Pick out and copy every line of the listing below that contains the word "heron". Case counts.

** BEGIN Records provided **

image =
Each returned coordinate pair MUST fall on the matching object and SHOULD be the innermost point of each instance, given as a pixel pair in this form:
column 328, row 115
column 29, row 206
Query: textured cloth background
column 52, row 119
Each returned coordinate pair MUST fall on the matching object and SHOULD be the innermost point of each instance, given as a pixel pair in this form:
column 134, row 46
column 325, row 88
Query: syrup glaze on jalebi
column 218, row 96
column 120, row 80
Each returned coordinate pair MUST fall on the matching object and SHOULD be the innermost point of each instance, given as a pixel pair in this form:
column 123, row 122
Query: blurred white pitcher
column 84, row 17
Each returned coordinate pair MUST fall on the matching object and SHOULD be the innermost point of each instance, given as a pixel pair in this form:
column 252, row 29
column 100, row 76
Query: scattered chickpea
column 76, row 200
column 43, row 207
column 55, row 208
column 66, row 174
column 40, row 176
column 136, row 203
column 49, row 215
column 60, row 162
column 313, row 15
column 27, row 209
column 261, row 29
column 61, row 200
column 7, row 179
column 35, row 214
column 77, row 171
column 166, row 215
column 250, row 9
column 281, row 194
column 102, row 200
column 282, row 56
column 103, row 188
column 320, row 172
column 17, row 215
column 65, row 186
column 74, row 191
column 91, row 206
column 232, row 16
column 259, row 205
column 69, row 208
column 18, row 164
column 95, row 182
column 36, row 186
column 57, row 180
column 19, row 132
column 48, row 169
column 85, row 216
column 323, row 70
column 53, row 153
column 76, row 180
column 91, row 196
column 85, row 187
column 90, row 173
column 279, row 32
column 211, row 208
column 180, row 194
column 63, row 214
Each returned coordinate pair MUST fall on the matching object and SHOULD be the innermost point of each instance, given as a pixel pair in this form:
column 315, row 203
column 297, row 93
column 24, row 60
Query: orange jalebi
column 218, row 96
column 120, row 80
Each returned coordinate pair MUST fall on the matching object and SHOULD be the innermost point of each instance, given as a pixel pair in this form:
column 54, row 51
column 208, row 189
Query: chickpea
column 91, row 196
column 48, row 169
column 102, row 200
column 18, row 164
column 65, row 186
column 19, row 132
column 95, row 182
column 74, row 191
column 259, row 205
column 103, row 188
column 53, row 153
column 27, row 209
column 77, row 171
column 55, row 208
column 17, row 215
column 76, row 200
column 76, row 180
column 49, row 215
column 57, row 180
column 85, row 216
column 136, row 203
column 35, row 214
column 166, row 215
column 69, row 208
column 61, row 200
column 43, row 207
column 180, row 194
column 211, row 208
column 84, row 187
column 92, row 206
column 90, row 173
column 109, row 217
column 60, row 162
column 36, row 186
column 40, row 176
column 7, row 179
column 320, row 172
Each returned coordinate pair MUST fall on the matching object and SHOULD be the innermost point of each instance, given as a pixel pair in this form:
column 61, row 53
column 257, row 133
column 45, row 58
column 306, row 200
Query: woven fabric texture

** END Records provided **
** BEGIN Records provided **

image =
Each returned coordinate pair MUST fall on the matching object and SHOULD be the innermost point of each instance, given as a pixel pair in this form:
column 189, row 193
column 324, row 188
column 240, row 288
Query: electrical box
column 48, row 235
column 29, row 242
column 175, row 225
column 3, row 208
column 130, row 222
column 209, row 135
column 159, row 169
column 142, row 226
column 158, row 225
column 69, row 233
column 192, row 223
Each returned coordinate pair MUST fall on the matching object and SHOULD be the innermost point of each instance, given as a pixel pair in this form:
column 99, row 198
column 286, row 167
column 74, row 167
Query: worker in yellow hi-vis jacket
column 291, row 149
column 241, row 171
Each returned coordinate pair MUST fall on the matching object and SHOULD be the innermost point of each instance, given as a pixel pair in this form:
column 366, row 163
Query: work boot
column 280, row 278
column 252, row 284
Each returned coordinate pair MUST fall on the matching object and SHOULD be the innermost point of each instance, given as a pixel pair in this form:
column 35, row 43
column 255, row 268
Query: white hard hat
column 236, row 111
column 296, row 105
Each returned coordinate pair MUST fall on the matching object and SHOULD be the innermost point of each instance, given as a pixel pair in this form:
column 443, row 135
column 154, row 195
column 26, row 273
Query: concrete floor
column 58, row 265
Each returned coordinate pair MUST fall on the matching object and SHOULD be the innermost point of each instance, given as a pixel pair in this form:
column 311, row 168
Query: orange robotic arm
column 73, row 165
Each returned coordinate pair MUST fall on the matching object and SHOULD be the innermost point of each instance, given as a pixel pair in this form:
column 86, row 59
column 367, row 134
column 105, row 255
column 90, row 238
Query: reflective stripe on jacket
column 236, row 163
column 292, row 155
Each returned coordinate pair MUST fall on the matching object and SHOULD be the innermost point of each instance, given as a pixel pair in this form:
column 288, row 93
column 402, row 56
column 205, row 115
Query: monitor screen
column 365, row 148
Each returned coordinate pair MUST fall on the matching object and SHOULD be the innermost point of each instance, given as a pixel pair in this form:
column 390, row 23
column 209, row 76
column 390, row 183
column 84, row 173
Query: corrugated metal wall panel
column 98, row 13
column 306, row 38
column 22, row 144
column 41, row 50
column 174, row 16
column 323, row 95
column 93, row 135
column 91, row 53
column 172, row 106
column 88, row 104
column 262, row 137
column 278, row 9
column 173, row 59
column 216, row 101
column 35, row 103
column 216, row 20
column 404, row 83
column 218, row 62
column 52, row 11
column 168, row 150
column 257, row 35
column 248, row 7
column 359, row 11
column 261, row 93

** END Records provided **
** BEGIN Records provided **

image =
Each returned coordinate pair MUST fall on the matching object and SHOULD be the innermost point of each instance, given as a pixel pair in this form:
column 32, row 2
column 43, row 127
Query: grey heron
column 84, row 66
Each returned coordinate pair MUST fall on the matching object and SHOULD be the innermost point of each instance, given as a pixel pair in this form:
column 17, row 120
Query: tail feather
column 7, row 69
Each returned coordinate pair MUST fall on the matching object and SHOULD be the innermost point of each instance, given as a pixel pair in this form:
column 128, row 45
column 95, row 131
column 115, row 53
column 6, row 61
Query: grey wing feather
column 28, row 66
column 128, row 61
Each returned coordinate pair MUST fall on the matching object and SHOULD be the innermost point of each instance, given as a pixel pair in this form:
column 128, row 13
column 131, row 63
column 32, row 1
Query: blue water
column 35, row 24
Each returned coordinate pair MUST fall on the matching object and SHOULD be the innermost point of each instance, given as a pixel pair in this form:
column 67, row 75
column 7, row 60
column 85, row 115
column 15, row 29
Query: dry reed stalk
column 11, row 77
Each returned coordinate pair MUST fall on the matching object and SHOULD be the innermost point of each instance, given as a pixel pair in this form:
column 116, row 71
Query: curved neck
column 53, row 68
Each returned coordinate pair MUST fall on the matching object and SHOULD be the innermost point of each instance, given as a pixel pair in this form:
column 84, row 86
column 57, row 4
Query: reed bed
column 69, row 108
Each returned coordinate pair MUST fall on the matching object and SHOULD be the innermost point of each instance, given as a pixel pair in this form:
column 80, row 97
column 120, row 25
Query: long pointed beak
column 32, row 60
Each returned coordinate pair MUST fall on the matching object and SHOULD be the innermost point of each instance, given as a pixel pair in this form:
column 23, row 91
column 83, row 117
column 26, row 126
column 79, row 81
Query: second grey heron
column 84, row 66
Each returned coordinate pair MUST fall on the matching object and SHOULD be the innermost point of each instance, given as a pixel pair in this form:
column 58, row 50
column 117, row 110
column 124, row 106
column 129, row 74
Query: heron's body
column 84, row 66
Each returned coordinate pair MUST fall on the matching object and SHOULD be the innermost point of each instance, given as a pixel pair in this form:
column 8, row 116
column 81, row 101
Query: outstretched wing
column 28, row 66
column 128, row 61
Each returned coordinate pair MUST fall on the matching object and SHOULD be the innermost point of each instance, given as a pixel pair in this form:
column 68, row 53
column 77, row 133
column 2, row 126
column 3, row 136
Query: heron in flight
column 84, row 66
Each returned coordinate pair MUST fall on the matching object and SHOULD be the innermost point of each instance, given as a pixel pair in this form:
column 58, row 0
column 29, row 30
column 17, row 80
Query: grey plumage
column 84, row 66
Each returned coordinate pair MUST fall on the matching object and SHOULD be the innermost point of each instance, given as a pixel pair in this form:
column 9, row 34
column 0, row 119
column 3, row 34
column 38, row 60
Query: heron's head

** END Records provided **

Full answer:
Query: grey heron
Query: second grey heron
Query: heron's body
Query: heron in flight
Query: heron's head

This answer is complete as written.